4.  Quasi Dynamic Programming

I've written down an algorithm that's almost dynamic programming, but
achieves running time O(|D|^2) instead of O(price*|D|). It reads
somewhat like the greedy solution, except we keep a collection of
partial spends we've tried thus far, and introduce a new empty spend at
each iteration of the outer loop.

In this, our only real assumption is that we spend as much of x as
possible whenever (f[x]+c)/v[x] < (f[y]+c)/v[y] and x and y are both
spent.  This won't always hold when refresh fees exist though.

I think one could fix this by continually adjusting the sorting by this
(r[x]+c)/price term as the price declined, but price differs for the
different elements in the trys set, so that is not canonical.  It's
anyways better than the greedy algorithm.  :)

function FindCoinsDynamicly(price0,w,D,v,f,m,r,c)
best = ({},None,0)
trys = {}

function try_denom(d)
new := { }
for (price,t,cost) in trys do
n = price mod d.value
if n>w[d] then n=w[d]
if n>0 then
cost += (d.deposit_fee + c) * n
price -= d.value*n
Add (d,n) to t
Add (price,t,cost) to new
if price<d.value and w[d]>n then
cost += d.melt_fee + d.deposit_fee + c
if cost < best.3 then
best = (t,d,cost)
return new

sort D by increasing (f[x]+c)/v[x]
for d in D so that d.value decreases do
trys
trys = try_denom(d)

return best

On Fri, 2015-12-18 at 14:26 +0100, Jeff Burdges wrote:
>
> Just to answer Marcello's question from this evening about optimal
> coin
> spending.  -Jeff
>
>
>
> We have:
>   a set D of denominations,
>   a value function v : D -> R,
>   a deposit fee function f : D -> R,
>   a maximum deposit fee m>=0,
>   a refresh/melt fee function r : D -> R,
>   a wallet function w : D -> Z,
>   an unknown constant c>0 but very small,
>   and a price>0
> where f, r, and w are non-negative.  And R and Z denote the reals and
> integers, respectively.
>
> We want to select two functions
>   spend total t : D -> Z,
>   spend partial p : D -> Z, and
>   partial value v' : D -> R
> so as to minimize the function :
>   max(0, -m + sum_x f[x]*d[x])
>   + sum_x r[x]*p[x]
>   + c * sum_x (d+p)[x]
> subject to the constraints
>   t[x] >= 0
>   p[x] >= 0
>   (t+p)[x] <= w[x]
>   sum_x v[x]*d[x] >= price
>   sum_x (v[x]*t[x] + v'[x]) <= price
>   v'[x] <= v[x]
>   p[x] <= 1
> where d = t+p is a convenient notation.
>
> We assume these last two because if p[x] > 1 then you could refresh
> one
> less coin.  In fact, you should never refresh more than one coin, so
> that's sum_x p[x] <= 1, but not sure we need that much.

....

• [The problem]
Please reproduce, unchanged, the part of the post on coin spending that opens with the words "In this, our" and closes with "fees exist though.".

• [Records held in a dataset]
....

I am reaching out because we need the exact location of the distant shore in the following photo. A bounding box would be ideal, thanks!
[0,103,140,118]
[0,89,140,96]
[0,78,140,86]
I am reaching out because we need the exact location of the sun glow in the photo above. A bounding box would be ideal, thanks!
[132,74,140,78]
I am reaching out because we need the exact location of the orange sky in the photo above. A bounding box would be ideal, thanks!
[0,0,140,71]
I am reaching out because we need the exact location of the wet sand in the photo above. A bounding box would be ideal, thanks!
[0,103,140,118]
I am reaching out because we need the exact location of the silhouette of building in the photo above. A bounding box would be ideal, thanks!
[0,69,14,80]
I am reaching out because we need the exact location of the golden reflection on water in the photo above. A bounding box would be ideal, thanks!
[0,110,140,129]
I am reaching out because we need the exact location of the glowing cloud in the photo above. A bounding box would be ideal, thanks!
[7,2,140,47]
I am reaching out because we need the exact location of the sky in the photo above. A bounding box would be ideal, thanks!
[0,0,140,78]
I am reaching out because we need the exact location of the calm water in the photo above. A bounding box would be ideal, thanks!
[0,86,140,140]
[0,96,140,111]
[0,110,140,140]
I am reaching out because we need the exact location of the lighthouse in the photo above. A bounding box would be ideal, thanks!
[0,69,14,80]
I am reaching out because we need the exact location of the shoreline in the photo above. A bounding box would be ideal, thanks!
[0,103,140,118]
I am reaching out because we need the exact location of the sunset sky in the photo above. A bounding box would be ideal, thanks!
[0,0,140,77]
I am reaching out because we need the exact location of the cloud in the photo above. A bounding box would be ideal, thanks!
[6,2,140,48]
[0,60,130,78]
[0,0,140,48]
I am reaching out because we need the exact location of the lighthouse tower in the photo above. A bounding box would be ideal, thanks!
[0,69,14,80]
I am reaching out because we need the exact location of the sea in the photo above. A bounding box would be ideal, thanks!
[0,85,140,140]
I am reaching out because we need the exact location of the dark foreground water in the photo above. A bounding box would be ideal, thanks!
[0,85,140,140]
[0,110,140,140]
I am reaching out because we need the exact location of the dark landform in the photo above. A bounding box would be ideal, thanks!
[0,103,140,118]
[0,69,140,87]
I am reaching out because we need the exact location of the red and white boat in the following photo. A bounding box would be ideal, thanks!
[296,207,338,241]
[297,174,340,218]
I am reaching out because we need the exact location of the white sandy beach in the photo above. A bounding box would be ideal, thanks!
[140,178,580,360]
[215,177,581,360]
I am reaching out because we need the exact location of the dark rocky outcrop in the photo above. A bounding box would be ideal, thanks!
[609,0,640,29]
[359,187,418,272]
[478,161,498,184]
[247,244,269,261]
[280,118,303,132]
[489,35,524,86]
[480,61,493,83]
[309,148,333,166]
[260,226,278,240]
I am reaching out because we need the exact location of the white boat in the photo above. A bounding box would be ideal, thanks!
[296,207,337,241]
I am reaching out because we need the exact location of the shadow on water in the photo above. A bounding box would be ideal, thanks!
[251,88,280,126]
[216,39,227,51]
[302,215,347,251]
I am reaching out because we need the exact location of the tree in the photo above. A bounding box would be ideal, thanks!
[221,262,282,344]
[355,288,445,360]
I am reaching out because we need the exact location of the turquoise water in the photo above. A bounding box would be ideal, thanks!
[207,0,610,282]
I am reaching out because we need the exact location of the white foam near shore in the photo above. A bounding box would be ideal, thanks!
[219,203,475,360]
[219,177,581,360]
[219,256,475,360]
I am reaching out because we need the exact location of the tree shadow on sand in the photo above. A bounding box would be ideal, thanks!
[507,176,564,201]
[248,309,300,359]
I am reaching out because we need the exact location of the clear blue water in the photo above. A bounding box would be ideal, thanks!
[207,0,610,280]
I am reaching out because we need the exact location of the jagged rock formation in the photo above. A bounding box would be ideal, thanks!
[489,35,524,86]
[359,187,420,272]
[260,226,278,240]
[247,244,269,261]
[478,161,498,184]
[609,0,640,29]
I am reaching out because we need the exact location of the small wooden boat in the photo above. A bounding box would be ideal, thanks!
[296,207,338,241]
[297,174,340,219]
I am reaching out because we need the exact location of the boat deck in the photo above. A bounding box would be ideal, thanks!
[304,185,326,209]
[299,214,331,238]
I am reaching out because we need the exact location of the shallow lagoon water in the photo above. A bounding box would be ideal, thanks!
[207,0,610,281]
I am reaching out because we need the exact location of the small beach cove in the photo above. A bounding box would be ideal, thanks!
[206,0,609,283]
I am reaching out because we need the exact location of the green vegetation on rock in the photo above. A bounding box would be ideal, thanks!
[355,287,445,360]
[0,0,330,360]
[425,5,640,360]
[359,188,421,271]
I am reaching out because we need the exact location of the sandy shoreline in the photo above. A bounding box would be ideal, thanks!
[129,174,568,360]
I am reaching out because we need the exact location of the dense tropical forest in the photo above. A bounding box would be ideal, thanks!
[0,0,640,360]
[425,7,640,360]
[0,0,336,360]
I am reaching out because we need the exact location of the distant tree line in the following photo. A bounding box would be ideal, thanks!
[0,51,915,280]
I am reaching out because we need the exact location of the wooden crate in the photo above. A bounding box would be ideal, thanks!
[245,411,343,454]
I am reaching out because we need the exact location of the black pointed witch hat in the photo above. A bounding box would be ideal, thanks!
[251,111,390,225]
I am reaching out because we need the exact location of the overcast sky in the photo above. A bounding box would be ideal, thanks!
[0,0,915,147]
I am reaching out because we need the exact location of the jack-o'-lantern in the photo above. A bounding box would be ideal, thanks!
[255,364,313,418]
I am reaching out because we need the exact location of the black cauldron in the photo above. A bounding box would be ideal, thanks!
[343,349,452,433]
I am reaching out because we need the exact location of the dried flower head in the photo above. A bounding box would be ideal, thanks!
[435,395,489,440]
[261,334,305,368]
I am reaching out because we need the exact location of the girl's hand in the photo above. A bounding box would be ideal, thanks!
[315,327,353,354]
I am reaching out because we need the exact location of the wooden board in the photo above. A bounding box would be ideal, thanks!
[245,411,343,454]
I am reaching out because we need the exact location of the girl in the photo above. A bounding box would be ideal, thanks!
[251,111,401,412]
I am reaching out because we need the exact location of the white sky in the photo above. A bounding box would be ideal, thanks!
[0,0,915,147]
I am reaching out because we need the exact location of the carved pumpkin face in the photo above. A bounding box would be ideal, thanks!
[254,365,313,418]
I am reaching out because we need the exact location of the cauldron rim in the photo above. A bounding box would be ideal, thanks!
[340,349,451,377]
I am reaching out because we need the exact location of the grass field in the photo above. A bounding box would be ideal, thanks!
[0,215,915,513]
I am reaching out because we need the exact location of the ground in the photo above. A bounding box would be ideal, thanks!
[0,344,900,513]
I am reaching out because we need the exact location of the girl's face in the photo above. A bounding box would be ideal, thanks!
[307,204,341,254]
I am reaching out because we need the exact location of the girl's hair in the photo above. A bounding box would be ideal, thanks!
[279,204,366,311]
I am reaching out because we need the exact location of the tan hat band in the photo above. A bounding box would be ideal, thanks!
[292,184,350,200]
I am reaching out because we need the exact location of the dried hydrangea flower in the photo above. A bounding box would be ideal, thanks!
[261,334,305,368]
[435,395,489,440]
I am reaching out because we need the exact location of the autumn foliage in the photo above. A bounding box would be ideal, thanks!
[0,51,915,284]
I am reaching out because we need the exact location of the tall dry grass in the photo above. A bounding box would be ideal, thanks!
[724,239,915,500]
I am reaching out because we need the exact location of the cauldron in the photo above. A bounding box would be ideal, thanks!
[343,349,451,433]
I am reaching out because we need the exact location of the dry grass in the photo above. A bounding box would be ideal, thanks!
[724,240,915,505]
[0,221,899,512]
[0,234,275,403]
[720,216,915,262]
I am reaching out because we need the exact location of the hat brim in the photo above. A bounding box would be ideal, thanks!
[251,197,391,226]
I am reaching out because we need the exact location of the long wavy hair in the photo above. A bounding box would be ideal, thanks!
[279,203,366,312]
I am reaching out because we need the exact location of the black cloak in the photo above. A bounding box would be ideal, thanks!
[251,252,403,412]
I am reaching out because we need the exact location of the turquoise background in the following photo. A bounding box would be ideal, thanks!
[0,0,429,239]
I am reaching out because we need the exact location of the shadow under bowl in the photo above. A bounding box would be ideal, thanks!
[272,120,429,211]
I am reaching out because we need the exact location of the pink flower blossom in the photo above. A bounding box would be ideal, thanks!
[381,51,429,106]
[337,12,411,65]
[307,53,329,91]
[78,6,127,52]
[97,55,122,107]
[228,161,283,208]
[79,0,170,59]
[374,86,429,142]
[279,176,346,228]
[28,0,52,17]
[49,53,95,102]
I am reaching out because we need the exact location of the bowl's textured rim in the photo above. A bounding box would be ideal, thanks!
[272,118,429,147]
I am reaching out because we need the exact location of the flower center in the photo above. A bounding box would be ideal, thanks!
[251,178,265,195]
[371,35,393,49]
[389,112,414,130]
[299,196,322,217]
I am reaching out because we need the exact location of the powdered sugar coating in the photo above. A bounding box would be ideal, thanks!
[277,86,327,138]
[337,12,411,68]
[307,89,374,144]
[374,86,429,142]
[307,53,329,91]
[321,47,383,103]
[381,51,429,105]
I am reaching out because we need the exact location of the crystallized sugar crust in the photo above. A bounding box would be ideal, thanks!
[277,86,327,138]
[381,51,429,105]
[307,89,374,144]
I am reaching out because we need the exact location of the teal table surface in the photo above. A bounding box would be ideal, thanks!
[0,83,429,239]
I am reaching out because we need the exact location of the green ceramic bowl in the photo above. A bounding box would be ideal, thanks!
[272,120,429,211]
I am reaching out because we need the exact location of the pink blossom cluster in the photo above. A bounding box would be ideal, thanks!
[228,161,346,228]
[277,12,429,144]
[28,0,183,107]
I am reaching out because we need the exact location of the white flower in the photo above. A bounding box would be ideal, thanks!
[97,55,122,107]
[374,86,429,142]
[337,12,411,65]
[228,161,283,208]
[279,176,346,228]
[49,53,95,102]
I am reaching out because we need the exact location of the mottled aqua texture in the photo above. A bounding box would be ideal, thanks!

....

• [Correct answer]
In this, our only real assumption is that we spend as much of x as
possible whenever (f[x]+c)/v[x] < (f[y]+c)/v[y] and x and y are both
spent.  This won't always hold when refresh fees exist though.